• **DIRECTIVE**
Set down the material word for word, from its first line through the line that contains "box: [449, 289, 488, 399]", including both of those lines.

• **EXERCISE MATERIAL**
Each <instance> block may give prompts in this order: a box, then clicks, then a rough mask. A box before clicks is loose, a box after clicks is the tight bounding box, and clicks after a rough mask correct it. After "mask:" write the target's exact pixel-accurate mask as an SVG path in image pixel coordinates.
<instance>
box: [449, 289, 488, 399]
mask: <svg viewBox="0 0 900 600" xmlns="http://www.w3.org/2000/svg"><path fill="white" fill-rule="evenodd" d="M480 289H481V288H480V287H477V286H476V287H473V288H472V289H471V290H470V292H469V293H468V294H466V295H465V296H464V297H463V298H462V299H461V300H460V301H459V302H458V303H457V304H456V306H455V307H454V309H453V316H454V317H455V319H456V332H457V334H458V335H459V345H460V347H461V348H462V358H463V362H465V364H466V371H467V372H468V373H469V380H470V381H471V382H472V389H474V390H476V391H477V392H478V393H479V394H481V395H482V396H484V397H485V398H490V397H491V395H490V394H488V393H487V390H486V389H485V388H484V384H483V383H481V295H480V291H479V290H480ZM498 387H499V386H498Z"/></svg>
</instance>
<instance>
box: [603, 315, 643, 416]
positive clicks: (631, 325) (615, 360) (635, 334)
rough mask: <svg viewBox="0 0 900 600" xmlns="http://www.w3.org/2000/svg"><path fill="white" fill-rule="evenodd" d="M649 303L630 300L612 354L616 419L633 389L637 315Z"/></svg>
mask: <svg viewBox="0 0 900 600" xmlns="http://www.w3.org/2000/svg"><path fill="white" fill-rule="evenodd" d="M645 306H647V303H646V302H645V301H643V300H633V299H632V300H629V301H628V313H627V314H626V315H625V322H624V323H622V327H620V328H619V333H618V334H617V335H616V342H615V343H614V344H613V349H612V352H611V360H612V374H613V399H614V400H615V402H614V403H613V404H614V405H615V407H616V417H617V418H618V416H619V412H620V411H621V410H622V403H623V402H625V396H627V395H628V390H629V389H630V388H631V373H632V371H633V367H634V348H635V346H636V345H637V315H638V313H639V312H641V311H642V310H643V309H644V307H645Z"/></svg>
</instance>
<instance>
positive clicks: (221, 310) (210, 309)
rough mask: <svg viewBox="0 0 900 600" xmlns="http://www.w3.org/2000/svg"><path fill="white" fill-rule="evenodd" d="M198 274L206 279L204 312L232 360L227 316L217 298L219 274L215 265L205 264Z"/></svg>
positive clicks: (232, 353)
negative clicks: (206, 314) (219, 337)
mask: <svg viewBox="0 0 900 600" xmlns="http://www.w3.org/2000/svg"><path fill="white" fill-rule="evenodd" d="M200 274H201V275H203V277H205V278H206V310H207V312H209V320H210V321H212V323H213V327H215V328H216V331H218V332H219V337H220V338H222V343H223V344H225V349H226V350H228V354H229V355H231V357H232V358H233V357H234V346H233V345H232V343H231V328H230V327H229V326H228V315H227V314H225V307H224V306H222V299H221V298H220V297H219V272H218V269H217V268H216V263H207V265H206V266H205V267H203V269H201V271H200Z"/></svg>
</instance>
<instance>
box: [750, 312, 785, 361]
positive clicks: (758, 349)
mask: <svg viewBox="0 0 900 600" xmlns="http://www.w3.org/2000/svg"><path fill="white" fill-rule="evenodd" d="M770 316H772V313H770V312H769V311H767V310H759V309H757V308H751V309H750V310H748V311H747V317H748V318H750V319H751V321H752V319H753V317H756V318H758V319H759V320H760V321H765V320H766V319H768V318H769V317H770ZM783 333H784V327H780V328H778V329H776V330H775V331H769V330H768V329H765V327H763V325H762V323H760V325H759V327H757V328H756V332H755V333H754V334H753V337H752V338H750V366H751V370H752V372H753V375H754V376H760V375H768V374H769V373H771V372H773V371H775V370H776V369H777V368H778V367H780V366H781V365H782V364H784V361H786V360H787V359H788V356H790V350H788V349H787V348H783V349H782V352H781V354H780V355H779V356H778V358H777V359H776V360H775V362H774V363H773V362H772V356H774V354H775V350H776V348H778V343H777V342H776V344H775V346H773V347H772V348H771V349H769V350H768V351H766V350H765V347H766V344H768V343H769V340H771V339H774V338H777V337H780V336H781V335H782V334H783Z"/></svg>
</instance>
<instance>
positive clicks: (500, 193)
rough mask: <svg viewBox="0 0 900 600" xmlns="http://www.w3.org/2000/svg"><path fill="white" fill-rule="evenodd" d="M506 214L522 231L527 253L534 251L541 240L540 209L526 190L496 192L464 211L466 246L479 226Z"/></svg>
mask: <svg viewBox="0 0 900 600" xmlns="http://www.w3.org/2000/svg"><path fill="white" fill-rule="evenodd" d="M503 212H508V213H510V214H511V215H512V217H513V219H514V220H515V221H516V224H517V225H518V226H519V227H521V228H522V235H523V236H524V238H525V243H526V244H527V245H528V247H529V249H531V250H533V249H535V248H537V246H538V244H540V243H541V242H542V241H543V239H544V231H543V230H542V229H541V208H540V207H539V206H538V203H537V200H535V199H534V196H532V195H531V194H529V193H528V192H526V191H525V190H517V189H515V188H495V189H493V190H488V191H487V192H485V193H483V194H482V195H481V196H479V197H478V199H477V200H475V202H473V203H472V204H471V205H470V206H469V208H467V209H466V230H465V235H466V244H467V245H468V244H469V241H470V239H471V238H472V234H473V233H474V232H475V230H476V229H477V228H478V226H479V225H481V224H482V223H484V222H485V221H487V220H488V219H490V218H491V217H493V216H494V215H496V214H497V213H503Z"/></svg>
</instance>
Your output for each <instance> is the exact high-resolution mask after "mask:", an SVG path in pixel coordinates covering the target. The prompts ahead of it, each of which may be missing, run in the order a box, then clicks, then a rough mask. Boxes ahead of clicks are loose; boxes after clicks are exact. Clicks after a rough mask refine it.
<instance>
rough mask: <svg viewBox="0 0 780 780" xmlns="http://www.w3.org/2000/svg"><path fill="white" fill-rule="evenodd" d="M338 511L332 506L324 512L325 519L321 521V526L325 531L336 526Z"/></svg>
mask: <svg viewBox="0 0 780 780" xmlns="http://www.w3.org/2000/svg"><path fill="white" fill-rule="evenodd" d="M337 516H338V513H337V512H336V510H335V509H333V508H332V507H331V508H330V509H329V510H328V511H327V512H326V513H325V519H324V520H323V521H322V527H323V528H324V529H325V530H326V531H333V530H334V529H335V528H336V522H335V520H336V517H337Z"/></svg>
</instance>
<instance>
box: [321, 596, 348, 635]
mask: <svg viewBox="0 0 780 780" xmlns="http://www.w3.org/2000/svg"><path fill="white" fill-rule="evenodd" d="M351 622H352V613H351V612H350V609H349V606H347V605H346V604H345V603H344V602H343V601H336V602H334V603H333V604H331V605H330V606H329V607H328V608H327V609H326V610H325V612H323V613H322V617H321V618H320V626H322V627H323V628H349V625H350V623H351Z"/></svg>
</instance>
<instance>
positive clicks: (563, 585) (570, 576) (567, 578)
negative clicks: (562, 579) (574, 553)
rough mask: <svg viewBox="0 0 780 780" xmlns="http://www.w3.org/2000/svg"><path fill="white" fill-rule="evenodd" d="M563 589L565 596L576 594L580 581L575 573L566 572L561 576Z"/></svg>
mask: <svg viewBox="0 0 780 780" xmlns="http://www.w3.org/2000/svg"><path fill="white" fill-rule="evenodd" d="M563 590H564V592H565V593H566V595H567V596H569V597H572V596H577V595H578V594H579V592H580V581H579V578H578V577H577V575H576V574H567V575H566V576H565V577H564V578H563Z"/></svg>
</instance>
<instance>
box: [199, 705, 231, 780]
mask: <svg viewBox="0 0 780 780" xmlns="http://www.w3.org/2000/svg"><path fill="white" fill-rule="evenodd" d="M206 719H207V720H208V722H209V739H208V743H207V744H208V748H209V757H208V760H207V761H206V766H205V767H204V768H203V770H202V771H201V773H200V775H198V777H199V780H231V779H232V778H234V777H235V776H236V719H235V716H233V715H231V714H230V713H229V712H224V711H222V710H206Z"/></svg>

• **FINISHED EXERCISE**
Each <instance> block may give prompts in this order: a box, then clicks, then a rough mask. A box before clicks is loose, a box after clicks is the tight bounding box, and clicks after a rough mask correct it. After "mask:" write the target's exact pixel-accurate mask as an SVG path in image pixel coordinates.
<instance>
box: [449, 289, 488, 399]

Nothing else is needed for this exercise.